What to work on ->
List every line in the entries below that contains the word "face". The match is case-sensitive.

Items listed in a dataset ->
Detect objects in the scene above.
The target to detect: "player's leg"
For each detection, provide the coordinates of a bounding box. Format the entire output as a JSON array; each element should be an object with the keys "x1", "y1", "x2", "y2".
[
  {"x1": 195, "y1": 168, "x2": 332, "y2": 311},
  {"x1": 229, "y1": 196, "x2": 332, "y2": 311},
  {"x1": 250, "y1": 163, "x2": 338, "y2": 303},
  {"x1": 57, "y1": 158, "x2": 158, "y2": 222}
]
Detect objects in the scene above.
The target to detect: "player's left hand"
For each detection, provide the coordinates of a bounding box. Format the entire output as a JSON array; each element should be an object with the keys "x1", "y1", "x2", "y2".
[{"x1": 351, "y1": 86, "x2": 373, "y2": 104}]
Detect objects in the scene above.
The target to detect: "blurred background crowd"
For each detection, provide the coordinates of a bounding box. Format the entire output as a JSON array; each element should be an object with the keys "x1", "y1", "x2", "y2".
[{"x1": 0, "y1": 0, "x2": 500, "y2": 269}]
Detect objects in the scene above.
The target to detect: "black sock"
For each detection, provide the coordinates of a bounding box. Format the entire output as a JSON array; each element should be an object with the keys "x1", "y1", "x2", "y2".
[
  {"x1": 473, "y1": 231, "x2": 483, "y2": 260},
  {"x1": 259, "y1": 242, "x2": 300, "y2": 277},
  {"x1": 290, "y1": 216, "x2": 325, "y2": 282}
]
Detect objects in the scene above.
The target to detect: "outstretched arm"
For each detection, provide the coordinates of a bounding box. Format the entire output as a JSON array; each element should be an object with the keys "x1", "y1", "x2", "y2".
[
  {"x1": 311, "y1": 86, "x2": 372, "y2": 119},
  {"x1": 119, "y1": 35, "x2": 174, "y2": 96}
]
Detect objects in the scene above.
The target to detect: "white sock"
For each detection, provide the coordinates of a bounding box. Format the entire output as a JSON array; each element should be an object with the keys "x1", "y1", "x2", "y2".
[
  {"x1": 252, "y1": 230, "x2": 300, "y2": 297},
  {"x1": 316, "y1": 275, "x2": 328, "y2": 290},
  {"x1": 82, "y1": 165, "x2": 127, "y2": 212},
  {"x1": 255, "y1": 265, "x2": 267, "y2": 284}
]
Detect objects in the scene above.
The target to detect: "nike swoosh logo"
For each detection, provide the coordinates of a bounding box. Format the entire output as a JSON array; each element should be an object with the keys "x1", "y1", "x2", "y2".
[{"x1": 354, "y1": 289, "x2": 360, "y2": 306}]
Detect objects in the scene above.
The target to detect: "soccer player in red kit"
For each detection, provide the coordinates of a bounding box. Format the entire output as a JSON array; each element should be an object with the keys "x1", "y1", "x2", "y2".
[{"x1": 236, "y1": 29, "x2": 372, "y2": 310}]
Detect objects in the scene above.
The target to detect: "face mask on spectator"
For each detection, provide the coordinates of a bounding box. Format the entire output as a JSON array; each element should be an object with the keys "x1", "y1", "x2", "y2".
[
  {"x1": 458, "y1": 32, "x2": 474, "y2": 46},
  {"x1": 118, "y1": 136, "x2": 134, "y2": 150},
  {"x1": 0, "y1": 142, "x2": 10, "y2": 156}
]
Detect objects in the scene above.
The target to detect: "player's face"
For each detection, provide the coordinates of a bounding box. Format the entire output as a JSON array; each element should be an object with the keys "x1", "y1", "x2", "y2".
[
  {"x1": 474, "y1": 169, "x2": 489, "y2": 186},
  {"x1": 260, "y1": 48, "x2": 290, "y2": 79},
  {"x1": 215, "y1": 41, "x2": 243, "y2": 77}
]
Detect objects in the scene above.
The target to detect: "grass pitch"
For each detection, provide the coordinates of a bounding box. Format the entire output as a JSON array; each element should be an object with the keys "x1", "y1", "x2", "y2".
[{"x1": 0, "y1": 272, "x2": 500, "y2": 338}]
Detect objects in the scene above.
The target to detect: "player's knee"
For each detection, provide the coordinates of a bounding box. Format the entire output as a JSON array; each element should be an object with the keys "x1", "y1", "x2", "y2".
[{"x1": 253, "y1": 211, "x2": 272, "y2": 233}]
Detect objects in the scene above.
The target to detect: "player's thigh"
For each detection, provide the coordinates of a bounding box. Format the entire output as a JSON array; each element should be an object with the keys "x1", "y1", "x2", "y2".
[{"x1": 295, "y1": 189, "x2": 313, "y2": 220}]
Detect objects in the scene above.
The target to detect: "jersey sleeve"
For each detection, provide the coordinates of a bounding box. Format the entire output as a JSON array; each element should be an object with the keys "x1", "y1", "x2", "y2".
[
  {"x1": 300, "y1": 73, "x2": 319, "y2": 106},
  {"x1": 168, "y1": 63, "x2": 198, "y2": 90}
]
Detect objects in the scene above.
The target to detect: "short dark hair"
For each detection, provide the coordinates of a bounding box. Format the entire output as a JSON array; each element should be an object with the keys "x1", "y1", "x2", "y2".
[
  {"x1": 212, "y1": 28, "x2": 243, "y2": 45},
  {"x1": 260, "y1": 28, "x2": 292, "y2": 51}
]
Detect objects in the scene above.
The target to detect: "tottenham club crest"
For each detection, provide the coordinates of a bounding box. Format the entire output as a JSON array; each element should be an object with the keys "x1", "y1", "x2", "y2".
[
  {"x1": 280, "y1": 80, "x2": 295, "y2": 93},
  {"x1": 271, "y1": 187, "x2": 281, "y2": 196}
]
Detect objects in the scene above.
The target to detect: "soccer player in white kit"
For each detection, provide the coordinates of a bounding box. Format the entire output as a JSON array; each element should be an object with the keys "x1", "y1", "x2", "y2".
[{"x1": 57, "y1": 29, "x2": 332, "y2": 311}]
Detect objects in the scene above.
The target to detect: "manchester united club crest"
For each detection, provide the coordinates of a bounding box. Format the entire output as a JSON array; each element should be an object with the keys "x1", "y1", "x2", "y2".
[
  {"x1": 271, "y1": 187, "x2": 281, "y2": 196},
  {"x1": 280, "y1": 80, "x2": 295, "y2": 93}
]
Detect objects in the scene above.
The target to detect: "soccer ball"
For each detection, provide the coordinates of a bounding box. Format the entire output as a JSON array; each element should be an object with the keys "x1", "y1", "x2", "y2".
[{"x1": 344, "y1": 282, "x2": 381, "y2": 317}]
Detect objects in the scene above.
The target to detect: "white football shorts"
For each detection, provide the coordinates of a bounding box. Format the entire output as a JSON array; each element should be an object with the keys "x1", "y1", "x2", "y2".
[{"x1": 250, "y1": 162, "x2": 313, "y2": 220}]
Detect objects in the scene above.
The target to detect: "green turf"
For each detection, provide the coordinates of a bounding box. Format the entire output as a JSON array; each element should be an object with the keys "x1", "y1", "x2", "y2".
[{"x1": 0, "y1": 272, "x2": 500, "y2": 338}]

Solution for this problem ->
The target to detect: "face mask on spectator"
The target to detect: "player's face"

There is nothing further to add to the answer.